[Problem to solve]: According to the text on drug discovery and clustering, which section contains this analysis?

[[ Text passage open ]]

Drug Discovering and Clustering Based on Target and Chemical Structure
Introduction
This analysis is located in the “Communication and Drug” section. The ‘Drug Discovery and Clustering based on Targets and Chemical Structure’ analysis helps identify potential drugs to inhibit the signaling communication network, leveraging the drug targets and their chemical structures.
This section is calculated concurrently with the signaling communication network discovery. More information can be found here: signaling communication network discovery analysis. You don’t need to do any additional operation for this analysis, just set all the parameters for the signaling communication network discovery and Drug Discovering and Clustering Based on Signaling Signatures, then click blue button “Generate Communication Network and Drug” to start computation.

[[ Text passage closed ]]
[[ Source material open ]]

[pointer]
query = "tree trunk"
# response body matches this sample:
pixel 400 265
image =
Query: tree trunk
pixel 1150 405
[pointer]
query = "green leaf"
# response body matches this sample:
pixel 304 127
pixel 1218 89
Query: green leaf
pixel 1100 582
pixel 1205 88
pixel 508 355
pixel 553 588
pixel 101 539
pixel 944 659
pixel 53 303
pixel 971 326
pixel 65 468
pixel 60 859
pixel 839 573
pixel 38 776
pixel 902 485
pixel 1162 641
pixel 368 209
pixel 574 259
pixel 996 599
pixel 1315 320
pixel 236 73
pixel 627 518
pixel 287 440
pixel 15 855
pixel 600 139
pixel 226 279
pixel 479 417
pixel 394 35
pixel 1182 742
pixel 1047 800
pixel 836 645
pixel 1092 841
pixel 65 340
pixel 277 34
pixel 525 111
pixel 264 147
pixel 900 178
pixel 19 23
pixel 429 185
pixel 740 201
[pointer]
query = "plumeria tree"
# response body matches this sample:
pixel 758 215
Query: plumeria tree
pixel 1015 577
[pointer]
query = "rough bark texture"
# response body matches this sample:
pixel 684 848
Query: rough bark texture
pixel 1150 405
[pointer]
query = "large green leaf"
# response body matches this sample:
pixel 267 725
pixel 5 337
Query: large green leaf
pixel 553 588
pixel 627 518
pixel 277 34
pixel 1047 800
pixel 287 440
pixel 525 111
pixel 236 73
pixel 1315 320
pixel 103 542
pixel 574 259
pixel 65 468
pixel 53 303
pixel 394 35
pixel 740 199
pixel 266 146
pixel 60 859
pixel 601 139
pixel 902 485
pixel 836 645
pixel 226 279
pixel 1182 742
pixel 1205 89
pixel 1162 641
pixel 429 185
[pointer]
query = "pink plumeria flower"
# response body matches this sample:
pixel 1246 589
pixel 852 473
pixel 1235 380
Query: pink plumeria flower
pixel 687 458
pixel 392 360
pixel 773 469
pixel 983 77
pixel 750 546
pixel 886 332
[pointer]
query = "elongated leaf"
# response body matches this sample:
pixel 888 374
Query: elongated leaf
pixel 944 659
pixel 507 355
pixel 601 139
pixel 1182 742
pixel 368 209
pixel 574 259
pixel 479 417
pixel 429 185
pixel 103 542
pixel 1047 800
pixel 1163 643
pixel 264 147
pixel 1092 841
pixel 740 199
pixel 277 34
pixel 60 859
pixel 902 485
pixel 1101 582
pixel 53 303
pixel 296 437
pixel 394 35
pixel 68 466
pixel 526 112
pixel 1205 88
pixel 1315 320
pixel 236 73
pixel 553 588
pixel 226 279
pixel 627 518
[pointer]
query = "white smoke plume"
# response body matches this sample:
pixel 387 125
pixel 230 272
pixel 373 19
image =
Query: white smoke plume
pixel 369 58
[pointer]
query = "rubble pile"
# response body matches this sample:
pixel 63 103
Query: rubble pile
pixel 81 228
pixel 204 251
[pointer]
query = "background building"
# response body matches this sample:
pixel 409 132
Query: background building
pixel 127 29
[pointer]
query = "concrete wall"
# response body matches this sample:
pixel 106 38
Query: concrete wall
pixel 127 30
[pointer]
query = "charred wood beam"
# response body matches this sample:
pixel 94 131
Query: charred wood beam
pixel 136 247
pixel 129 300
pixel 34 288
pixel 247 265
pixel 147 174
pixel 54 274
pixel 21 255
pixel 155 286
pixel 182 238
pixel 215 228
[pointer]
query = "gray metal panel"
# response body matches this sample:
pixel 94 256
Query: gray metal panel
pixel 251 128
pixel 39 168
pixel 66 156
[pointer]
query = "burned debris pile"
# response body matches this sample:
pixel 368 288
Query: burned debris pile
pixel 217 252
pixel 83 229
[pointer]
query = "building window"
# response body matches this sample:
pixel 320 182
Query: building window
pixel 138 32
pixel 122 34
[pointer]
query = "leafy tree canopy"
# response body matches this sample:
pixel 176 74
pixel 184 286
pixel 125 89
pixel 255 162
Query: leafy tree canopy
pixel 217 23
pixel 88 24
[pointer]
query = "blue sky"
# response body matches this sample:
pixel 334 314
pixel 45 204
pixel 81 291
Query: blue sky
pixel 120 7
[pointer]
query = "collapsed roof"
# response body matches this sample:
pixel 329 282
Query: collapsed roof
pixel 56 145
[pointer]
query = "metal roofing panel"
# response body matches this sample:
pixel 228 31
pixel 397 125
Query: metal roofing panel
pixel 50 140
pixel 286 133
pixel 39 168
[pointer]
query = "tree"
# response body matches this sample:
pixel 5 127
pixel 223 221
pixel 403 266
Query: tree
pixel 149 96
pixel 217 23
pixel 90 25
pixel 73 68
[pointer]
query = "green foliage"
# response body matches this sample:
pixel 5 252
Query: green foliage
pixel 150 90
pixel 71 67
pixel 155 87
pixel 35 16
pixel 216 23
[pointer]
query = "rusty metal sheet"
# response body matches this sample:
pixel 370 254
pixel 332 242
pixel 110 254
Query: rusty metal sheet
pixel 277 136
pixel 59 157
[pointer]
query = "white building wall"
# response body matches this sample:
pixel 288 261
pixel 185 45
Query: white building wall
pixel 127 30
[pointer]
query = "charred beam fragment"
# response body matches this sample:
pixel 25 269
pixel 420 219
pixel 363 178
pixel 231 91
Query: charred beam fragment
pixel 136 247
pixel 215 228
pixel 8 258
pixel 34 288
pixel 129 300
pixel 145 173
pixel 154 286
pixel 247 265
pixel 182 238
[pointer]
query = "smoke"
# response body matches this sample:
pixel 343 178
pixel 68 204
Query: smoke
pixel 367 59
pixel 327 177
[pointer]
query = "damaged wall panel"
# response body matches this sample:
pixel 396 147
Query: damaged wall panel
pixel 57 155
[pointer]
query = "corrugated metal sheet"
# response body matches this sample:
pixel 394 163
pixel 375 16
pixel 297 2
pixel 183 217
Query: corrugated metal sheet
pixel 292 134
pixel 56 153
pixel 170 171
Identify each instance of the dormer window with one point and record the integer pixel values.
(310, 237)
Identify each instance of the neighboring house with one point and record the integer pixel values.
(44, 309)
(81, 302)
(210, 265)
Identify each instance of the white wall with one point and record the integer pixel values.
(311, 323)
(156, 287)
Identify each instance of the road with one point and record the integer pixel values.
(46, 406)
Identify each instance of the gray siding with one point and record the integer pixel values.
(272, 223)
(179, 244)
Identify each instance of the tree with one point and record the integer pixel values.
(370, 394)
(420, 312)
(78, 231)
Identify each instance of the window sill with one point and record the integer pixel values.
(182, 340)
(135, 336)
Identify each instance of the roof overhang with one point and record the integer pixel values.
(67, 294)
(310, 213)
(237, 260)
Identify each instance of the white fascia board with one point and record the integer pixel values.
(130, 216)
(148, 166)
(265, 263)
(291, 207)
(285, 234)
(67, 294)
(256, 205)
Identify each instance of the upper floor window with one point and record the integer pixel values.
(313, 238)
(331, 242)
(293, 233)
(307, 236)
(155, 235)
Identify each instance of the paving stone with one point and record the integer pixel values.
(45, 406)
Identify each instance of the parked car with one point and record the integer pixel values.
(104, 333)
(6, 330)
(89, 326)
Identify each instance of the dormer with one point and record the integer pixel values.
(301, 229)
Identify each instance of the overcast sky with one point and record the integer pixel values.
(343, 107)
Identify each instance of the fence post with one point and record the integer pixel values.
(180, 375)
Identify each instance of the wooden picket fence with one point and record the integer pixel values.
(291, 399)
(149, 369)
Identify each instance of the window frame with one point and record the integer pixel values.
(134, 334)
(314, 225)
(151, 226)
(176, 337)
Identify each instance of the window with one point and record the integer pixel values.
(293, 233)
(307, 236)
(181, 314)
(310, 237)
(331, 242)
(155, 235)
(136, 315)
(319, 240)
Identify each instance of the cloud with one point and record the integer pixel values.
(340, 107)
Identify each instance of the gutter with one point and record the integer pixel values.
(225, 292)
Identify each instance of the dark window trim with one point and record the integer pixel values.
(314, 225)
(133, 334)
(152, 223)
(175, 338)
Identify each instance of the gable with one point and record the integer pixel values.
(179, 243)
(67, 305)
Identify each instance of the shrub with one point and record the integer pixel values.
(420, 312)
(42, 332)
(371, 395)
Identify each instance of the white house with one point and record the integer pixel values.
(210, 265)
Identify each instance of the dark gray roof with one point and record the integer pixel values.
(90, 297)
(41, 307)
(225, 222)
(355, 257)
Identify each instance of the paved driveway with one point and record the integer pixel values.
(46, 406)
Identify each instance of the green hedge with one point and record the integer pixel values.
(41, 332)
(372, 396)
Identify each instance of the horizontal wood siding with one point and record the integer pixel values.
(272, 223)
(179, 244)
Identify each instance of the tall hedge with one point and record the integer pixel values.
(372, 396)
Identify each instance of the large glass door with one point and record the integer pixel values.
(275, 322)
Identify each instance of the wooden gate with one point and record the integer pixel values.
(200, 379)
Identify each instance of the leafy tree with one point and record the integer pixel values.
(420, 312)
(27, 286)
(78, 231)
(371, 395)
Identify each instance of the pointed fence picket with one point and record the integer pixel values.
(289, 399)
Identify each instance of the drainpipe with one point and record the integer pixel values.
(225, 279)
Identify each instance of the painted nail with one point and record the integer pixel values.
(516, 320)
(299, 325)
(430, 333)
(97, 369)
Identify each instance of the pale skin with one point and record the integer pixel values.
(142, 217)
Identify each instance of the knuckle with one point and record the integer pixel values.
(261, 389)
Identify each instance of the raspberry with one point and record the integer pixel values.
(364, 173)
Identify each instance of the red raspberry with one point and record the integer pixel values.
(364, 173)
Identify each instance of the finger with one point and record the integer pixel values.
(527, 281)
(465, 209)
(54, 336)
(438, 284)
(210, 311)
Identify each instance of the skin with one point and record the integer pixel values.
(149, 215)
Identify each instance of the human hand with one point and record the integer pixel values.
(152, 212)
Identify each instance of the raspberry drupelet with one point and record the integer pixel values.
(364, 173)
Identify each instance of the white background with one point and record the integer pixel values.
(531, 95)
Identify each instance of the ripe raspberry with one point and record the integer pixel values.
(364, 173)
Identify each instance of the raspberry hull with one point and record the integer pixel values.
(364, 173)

[[ Source material closed ]]

[Task solution]: The "Communication and Drug" section.